====== DATASET RECORDS

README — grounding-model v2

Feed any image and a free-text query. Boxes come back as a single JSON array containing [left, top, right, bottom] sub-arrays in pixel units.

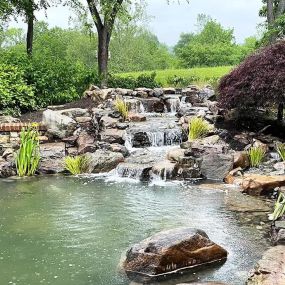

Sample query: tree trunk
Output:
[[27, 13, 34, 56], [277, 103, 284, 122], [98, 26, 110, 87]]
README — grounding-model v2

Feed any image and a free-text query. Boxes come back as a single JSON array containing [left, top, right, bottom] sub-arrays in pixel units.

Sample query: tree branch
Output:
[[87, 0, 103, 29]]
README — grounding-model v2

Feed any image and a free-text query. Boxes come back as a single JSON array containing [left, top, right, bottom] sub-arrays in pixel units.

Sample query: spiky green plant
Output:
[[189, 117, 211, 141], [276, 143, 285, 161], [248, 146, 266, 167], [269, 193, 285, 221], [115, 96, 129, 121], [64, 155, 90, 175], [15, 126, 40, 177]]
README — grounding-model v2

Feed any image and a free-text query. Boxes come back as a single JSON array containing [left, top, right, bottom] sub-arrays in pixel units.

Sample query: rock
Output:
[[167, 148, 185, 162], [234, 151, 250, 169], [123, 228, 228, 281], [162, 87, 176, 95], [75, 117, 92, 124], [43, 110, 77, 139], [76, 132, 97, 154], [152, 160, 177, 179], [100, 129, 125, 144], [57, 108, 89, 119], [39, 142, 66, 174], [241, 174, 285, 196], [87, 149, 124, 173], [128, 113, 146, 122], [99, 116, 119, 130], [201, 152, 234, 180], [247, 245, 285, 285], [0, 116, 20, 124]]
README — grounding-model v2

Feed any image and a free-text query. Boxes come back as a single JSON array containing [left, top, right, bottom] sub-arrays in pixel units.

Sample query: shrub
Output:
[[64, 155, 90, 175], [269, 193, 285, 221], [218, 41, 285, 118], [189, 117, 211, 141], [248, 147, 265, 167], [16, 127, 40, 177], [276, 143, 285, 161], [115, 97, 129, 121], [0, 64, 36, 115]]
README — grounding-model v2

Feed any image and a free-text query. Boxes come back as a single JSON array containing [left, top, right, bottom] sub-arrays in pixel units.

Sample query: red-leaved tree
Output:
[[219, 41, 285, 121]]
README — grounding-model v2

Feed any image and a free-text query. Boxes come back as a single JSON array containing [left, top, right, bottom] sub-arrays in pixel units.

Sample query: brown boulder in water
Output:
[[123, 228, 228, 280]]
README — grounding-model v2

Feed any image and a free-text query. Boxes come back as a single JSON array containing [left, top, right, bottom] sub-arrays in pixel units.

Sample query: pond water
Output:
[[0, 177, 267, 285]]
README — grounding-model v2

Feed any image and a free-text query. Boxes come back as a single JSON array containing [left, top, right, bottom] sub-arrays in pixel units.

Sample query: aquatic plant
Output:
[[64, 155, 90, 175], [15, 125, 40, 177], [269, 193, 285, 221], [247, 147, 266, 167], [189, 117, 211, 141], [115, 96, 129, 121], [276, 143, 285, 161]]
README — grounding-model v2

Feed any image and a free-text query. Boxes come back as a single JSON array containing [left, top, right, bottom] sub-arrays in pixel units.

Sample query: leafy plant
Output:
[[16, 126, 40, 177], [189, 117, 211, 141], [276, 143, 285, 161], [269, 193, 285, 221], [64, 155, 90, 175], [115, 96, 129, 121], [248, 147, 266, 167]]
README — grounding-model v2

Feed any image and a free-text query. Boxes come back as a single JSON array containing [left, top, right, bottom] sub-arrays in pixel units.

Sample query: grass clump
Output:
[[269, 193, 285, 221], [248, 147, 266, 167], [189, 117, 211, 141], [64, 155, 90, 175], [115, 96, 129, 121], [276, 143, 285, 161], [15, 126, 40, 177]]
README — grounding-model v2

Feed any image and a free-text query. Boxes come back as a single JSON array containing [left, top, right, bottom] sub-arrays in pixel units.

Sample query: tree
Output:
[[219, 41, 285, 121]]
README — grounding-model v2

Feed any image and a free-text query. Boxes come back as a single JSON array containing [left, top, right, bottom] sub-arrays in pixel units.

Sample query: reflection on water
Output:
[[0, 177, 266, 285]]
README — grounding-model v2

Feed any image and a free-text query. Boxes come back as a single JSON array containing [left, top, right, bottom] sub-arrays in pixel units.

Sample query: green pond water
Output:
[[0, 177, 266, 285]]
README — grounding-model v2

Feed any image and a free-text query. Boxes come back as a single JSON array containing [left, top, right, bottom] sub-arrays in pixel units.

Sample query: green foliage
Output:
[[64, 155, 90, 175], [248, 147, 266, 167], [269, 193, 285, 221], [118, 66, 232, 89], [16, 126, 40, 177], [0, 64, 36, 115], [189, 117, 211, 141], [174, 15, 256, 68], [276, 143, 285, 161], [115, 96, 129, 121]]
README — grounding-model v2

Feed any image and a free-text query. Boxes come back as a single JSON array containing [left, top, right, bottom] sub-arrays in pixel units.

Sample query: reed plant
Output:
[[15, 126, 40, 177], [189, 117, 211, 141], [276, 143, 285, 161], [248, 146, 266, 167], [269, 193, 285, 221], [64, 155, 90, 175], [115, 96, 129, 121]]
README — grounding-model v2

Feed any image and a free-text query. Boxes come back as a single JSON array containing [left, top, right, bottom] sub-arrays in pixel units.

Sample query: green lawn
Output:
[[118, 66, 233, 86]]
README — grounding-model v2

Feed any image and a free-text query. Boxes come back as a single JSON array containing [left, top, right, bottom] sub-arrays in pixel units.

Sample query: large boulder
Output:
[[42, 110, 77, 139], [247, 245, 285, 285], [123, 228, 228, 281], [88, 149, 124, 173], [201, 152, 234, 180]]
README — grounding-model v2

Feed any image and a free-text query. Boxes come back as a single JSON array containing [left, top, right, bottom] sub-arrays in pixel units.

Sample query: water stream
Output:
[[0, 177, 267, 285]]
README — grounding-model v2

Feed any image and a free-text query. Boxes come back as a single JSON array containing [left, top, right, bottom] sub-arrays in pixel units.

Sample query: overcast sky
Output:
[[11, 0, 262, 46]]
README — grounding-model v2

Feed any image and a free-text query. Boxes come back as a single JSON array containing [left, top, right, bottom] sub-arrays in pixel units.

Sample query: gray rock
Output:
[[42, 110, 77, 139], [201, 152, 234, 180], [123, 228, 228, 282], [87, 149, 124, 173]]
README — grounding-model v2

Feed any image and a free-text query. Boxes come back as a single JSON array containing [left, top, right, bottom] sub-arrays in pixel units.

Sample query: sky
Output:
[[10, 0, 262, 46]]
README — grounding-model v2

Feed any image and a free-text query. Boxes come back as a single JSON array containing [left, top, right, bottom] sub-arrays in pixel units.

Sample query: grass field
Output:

============
====== DATASET RECORDS

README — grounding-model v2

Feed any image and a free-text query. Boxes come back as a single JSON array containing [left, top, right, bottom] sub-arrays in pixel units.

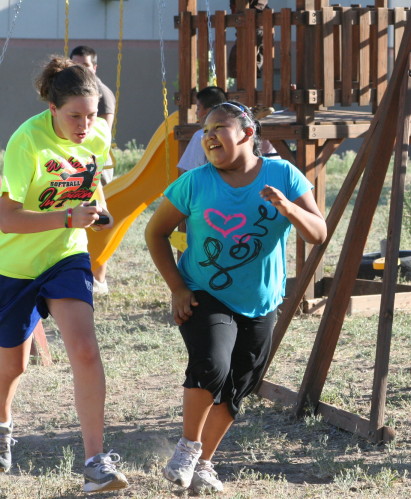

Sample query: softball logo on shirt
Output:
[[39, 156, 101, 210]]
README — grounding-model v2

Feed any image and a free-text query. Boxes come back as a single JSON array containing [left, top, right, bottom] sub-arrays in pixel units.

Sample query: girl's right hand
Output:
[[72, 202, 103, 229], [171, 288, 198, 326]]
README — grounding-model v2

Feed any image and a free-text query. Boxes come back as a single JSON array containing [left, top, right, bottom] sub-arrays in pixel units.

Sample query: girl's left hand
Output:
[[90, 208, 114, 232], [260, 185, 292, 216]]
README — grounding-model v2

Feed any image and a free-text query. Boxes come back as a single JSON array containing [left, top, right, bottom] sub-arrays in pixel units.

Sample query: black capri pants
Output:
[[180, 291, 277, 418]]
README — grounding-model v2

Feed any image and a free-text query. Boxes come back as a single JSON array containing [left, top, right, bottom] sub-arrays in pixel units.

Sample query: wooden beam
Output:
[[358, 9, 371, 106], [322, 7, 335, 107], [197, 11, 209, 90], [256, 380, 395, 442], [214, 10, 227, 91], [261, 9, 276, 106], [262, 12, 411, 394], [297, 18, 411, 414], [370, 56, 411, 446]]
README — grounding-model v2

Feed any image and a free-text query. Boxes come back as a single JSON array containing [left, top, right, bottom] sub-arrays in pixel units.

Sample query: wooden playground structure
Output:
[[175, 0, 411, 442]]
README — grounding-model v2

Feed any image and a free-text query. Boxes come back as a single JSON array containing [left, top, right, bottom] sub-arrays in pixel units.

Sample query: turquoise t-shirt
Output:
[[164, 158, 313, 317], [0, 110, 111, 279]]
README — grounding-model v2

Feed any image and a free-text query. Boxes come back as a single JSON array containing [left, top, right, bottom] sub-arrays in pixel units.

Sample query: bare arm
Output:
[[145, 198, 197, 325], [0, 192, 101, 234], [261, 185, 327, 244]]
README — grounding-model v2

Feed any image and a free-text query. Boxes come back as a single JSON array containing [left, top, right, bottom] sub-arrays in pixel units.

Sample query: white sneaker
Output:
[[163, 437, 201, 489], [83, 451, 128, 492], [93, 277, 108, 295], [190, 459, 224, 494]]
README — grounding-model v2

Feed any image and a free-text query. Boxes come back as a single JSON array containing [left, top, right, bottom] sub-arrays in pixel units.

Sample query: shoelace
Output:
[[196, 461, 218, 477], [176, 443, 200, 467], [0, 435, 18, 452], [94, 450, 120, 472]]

============
====== DATASET RECORDS

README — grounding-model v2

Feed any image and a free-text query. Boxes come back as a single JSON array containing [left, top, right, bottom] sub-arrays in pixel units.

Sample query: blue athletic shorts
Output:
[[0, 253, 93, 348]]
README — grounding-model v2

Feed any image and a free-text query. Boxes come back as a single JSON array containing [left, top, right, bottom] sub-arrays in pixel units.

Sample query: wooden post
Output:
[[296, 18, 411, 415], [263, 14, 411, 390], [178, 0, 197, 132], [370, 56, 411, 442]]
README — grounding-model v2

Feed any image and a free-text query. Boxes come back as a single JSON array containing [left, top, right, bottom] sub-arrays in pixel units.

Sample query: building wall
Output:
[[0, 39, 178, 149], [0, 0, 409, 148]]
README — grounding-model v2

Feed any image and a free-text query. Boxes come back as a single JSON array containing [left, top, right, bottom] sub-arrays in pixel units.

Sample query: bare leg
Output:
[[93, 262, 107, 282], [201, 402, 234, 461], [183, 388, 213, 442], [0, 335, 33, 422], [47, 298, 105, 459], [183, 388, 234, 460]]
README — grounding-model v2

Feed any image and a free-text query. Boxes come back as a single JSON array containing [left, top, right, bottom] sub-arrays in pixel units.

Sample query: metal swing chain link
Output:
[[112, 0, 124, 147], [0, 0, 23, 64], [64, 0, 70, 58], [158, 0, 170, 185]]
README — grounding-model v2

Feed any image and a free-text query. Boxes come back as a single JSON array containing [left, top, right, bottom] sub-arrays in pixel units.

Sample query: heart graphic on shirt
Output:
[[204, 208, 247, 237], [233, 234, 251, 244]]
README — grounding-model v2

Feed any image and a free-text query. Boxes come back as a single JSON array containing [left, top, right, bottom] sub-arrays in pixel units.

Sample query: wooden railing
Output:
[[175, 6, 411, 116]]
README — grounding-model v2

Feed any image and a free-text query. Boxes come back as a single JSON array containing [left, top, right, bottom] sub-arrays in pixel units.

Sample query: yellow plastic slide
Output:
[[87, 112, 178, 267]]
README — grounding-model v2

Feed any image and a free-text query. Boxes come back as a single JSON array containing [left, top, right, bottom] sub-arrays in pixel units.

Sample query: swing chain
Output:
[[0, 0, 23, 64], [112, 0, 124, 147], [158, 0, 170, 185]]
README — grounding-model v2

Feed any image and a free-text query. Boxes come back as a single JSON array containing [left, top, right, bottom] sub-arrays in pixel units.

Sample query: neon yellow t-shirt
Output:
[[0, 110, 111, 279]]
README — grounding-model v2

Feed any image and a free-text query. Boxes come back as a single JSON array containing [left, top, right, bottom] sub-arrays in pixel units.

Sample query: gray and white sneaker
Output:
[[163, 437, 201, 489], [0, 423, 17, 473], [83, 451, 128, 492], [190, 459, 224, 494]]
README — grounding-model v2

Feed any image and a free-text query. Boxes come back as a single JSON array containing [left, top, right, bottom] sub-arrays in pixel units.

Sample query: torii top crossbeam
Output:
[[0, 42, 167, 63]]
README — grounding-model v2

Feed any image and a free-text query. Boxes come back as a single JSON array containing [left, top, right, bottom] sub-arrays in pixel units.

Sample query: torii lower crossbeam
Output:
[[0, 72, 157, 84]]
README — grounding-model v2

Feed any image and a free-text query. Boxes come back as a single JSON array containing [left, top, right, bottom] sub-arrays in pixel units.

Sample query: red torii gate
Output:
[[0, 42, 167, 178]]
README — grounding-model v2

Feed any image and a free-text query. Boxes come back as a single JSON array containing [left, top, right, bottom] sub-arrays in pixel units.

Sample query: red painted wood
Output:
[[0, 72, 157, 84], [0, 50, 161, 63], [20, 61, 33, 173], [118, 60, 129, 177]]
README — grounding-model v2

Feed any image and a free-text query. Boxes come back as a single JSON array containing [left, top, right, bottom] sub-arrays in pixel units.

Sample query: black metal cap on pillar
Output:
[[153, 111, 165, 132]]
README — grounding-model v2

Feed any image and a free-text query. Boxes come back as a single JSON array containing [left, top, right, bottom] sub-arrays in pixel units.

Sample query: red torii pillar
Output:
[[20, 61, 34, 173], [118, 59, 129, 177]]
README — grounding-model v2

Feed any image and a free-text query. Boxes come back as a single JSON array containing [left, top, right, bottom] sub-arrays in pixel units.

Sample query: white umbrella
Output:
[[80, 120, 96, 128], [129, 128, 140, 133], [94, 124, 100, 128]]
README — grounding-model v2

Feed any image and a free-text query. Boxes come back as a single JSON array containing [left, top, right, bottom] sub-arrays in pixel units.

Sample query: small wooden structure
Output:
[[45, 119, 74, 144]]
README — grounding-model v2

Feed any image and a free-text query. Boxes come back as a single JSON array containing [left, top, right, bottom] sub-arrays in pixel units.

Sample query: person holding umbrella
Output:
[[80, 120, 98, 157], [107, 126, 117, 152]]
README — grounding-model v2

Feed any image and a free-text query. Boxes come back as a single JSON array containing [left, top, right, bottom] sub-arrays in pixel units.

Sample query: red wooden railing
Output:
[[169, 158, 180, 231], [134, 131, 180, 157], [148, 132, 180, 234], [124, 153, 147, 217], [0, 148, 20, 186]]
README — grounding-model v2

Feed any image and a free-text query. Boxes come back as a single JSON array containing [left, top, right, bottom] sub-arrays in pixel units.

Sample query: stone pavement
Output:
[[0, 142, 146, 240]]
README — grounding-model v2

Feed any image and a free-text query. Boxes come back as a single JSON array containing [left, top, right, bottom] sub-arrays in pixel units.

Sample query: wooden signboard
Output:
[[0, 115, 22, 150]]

============

• **OBJECTIVE**
Locate every line in the records that contains the string "white", and copy each such line in full.

• **TASK ANSWER**
Sample query: white sneaker
Sample query: gray and white sneaker
Sample query: white umbrella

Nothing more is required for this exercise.